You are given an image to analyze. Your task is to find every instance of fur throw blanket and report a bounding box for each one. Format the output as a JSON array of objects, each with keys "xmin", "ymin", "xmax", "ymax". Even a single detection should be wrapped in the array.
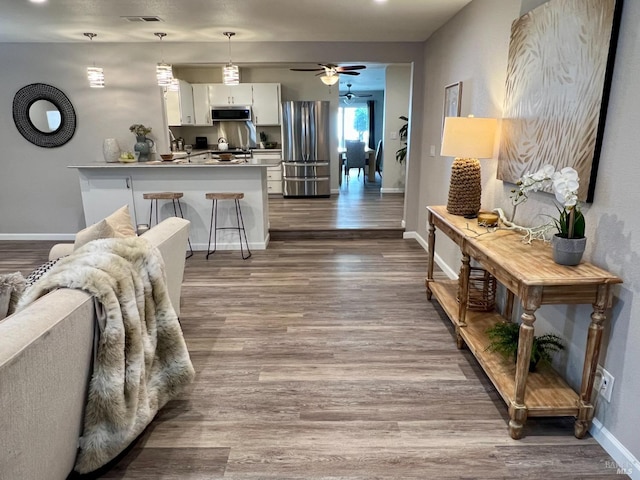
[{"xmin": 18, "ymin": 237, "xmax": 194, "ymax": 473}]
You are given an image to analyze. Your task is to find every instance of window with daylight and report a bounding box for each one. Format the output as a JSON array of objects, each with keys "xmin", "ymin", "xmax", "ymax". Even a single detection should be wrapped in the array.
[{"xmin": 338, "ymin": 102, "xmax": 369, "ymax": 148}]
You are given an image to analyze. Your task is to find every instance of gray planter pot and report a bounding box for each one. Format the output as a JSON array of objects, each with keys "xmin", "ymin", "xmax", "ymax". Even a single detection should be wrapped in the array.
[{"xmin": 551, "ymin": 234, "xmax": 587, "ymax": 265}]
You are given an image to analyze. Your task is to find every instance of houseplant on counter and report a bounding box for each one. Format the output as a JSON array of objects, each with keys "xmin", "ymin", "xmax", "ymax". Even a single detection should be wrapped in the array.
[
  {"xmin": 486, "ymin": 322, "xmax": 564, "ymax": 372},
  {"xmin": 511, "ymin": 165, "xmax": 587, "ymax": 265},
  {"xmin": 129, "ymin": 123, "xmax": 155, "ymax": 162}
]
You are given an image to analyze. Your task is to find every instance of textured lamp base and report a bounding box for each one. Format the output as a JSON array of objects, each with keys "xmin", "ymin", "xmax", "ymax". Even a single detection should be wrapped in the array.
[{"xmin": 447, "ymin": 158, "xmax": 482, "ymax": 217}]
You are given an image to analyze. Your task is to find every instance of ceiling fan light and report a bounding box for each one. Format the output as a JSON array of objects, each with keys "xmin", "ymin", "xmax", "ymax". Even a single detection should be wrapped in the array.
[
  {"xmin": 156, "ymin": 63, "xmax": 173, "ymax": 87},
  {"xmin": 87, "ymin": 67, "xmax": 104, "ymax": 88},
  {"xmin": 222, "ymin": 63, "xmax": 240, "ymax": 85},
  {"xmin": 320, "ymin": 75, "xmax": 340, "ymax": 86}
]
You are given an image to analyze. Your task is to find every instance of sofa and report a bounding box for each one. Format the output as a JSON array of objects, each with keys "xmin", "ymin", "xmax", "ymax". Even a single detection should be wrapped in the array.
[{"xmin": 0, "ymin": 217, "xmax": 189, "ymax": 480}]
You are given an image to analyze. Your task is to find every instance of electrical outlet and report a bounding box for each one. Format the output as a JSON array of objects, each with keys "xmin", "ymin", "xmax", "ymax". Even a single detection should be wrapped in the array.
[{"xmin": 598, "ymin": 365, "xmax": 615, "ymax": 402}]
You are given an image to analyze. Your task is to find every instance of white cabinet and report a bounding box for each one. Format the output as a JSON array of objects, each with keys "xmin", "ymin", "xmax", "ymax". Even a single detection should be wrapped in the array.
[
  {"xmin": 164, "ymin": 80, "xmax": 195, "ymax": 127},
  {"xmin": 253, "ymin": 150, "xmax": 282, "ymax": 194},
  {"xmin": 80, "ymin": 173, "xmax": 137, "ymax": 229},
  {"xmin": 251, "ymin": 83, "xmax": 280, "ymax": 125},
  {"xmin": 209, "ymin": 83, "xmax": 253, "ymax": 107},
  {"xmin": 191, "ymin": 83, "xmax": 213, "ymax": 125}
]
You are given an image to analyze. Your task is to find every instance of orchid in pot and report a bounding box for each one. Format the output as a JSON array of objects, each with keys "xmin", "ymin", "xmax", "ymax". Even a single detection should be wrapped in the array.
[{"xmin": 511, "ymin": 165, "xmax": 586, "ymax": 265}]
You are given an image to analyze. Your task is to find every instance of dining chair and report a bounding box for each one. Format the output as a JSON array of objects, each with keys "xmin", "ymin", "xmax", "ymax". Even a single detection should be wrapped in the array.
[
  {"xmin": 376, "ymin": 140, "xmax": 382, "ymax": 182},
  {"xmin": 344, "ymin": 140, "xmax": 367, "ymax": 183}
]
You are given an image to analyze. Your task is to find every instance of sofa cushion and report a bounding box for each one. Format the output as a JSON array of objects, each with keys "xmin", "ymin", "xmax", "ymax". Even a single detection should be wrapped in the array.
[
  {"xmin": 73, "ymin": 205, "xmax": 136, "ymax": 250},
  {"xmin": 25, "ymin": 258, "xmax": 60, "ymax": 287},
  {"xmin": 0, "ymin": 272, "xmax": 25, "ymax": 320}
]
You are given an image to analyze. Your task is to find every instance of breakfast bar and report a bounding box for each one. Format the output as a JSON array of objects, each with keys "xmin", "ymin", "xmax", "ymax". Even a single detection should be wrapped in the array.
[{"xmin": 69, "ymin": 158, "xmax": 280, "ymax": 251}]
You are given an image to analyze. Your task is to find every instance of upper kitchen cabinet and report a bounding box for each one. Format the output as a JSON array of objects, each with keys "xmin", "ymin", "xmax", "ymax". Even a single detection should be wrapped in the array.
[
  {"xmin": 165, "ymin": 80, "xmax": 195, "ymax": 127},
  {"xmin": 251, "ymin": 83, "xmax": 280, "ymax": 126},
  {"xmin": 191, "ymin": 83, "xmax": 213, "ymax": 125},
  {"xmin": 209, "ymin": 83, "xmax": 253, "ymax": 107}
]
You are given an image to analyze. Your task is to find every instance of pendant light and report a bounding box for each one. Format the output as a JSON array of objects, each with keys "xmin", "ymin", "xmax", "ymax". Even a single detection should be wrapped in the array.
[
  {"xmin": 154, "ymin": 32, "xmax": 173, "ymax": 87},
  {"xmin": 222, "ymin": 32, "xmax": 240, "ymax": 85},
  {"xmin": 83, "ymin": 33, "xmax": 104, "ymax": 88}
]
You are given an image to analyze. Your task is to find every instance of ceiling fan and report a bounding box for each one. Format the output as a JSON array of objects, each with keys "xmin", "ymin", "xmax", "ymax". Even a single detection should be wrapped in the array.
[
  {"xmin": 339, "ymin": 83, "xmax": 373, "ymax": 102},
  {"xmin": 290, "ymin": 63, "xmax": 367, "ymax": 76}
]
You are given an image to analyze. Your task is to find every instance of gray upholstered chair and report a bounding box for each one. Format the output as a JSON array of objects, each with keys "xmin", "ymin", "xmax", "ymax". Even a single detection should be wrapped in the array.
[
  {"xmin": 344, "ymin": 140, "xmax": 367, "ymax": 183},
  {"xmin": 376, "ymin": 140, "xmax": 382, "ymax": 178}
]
*****
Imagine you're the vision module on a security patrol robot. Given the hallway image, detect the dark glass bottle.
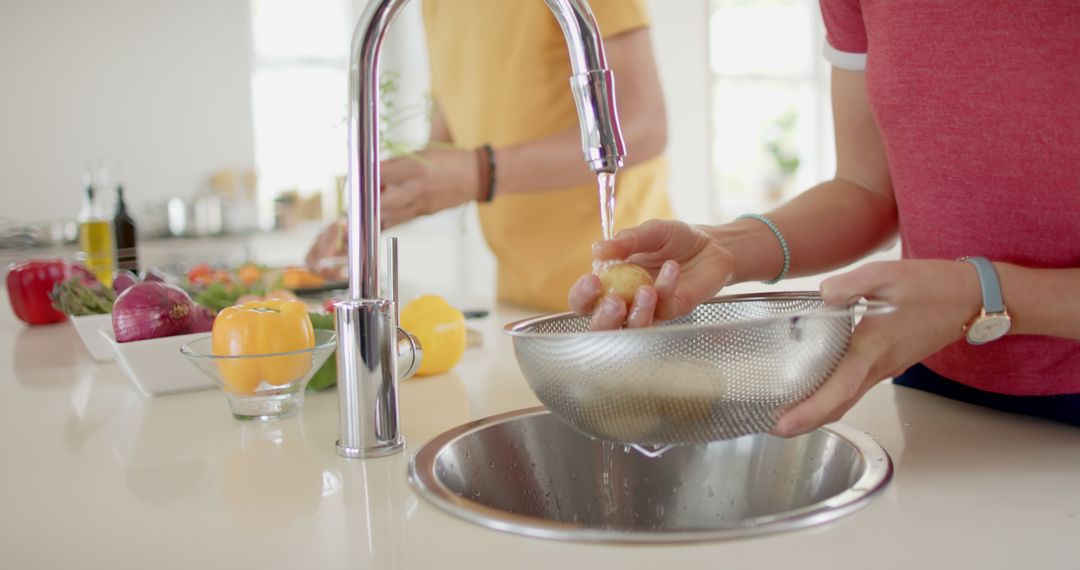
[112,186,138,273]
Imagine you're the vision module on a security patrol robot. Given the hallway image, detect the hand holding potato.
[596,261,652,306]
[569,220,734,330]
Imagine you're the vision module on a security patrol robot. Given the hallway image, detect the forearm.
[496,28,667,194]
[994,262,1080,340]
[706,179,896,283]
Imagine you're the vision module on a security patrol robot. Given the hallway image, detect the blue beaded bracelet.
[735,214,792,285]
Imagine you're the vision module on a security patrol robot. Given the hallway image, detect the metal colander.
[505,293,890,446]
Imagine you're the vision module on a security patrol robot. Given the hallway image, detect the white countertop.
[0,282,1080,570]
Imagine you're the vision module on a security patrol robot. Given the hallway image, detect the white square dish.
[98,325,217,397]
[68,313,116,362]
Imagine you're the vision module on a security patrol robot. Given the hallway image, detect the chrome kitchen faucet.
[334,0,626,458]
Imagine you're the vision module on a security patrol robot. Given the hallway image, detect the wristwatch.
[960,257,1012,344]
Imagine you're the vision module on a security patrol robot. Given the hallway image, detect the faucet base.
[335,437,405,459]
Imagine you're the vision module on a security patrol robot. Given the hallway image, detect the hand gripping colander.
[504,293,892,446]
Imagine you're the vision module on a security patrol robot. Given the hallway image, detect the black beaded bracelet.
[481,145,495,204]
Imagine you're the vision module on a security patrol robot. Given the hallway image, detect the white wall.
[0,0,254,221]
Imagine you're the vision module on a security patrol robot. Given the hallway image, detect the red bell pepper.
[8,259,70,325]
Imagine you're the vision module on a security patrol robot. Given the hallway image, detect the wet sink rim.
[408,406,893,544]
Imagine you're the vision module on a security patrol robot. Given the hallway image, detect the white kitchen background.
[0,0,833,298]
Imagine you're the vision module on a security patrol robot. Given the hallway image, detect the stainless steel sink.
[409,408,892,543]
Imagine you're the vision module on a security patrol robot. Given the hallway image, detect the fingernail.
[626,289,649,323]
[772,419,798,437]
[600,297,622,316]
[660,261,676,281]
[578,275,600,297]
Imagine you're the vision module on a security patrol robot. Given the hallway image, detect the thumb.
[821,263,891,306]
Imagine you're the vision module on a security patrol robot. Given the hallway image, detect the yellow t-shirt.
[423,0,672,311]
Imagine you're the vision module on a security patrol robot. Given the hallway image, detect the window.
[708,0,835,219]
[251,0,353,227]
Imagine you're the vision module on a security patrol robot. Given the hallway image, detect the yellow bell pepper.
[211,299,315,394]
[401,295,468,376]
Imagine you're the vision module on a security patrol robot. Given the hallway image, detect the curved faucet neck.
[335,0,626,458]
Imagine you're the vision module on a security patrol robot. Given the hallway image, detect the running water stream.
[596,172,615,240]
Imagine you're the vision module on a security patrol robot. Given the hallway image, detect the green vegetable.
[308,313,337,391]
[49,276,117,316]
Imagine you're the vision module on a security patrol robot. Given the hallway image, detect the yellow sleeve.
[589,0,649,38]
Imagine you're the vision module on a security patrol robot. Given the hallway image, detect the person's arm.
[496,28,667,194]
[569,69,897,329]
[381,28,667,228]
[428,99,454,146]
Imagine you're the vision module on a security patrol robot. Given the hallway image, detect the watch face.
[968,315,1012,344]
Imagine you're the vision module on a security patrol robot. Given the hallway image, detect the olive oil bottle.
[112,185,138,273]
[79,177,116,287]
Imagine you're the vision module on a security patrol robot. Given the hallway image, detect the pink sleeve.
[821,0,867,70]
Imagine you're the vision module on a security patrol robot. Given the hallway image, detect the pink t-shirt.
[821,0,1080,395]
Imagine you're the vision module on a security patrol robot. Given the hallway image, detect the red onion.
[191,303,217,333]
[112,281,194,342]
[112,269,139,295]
*****
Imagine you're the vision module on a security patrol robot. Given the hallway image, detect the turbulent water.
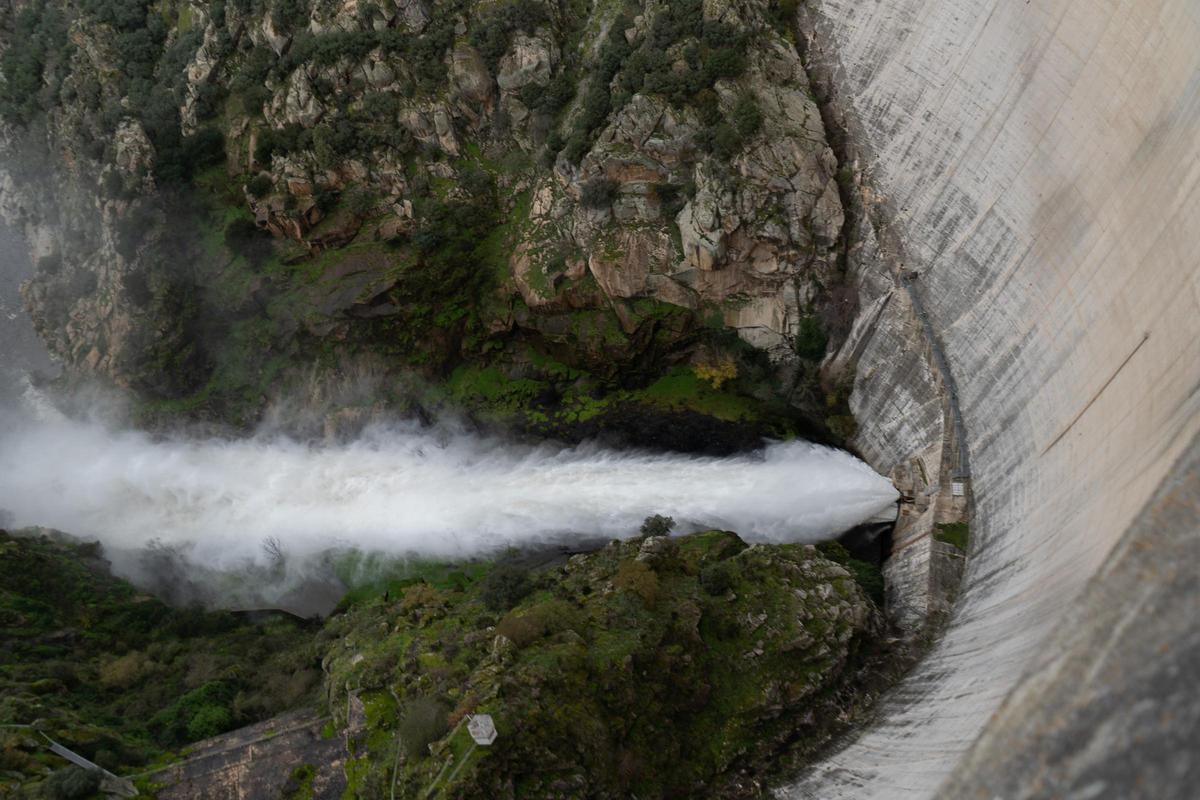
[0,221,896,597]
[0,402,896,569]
*****
### Prompt
Rewrite the part that opens with the line containing "chrome kitchen faucet." and closes with the line containing "[335,0,626,458]", putting "kitchen" wherever "hallway" appears and keeping everything else the same.

### The result
Imagine you're the vision module on a security patrol robot. Given the kitchen image, detect the chrome kitchen faucet.
[334,0,626,458]
Imagine you're the vision module on a security patrol robot. Given the kitchen image, detect the wristwatch.
[960,257,1012,344]
Imagine you're the vision module on a security patrol robot. Given the kitchen image, detect the faucet base.
[335,437,405,459]
Imagine you're the vision module on a security patrol robot. Given the kitchen image, detect the hand gripping colander.
[504,293,892,446]
Imagine you're the vision module on a security patrol robot. Given the kitchen image, detect the black beaded bracelet.
[481,145,495,204]
Imagine you're the vision module on a security patrol robot. Given the kitchen image, detect the white wall.
[0,0,254,221]
Imagine you're the vision module on a security patrol robot. Given the kitchen image, detect the red bell pepper.
[8,259,70,325]
Imagine you're the vision module on a security patrol robot. Given the kitchen image, detect the wet sink rim.
[408,406,893,544]
Imagine you're the vision module on a security patrol robot. Given the kitchen image, detect the white kitchen background.
[0,0,833,298]
Imagine you're the vision module on a security patrol robot. Given the kitchen image, detect the stainless steel sink.
[409,408,892,543]
Imagine you're the vision module on a security patrol robot. Given the kitchen image, detect the fingernail.
[626,289,649,323]
[772,419,798,437]
[600,297,622,316]
[660,261,676,281]
[578,275,600,297]
Imagine you're the vision module on a security patrol robot. Given the kitchen image, detect the thumb.
[821,263,891,306]
Imagine you're the vision module on a security patrol robot. Given the kitchen image, detect the yellow t-shirt.
[423,0,672,311]
Imagine you're the vision module on a security patrol robot. Given the kitchen image, detect the window.
[708,0,835,219]
[251,0,353,227]
Imagine you're the vision module on a security patrol robot. Given the kitchen image, detect the yellow bell pepper.
[211,299,315,394]
[401,295,468,376]
Imagine you're the vision module on a security patrol robot. Given the kitchen image, detect the curved faucet neck.
[335,0,626,458]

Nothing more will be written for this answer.